PROBLEM TO WORK ON:
Reproduce the passage below on embedding material word for word, starting at "[0088] Embedding Material" and ending at "the base material.".

EXCERPTED TEXT:
^^^^^^^^

This independent flash control can be any method that is known in
this field and ordinarily used.
[0088] Embedding Material 19
[0089] As discussed above, an embedding material is preferably
disposed between the base material and the light emitting elements
when the light emitting elements are joined on the base material
(see 19 in FIG. 7). Disposing an embedding material between the
base material and the light emitting elements improves heat
dissipation and absorbs stress produced by the difference in the
coefficients of thermal expansion between the light emitting
elements and the base material.
[0090] The embedding material may be disposed only directly under
the light emitting elements, or may extend from directly under the
light emitting elements to between the light emitting elements, or
may be in contact with part of the side faces of the light emitting
elements. The embedding material can have a film thickness of about
several microns to several hundred microns at the thickest
point.
[0091] The embedding material is also known as an underfill, which
usually includes a resin. The resin that is contained is preferably
a light reflecting resin. Using a light reflecting resin allows the
light emitted downward from the light emitting elements to be
reflected, which results in a better light flux.
[0092] It is preferable for the embedding material to be made of a
material whose elasticity and linear expansion are both lower than
those of the light reflecting members, because there will be less
resin expansion and contraction stress at the junctions between the
light emitting elements and the base material, and the electrical
junction reliability will be enhanced. Also, it is preferable to
use a material with high mechanical strength for the light
reflecting members, and for the embedding material to be completely
covered by the light reflecting members so that the embedding
material is not exposed on the outside. This ensures good
durability with respect to external stress at the light emitting
elements and the embedding material portions. If the embedding
material and the light reflecting members are made of different
materials, the embedding material is preferably cured prior to
filling of the light reflecting members. This prevents the resins
from mixing together, so the performance of each resin is not
compromised.
[0093] The embedding material can be formed from a silicone resin
composition, a modified silicone resin composition, an epoxy resin
composition, a modified epoxy resin composition, an acrylic resin
composition, etc., or a resin containing a silicone resin, an epoxy
resin, a urea resin, a fluororesin, or a hybrid resin containing
one or more of those resins as a base polymer and a light
reflecting material. Among them, a resin containing silicone resin,
epoxy resin, etc., as a base polymer is preferable. Here, the base
polymer means a resin having the most component weight among the
embedding material.

^^^^^^^^

PROVIDED DATA:
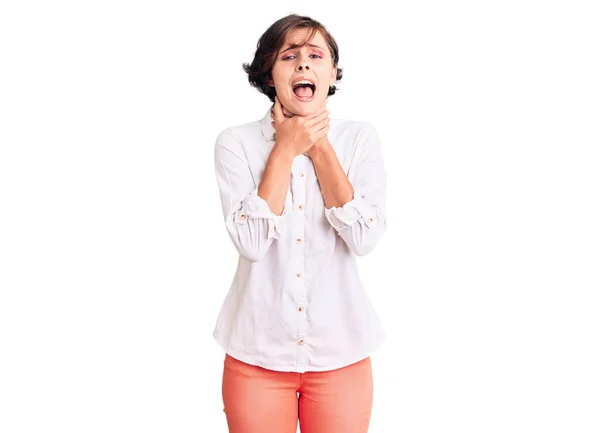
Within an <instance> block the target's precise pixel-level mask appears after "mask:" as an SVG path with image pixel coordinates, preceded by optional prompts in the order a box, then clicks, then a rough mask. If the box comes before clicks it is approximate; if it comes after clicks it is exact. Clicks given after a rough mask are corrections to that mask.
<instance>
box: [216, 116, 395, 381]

^^^^^^^^

ANSWER FOR THIS EXERCISE:
[0088] Embedding Material 19
[0089] As discussed above, an embedding material is preferably
disposed between the base material and the light emitting elements
when the light emitting elements are joined on the base material
(see 19 in FIG. 7). Disposing an embedding material between the
base material and the light emitting elements improves heat
dissipation and absorbs stress produced by the difference in the
coefficients of thermal expansion between the light emitting
elements and the base material.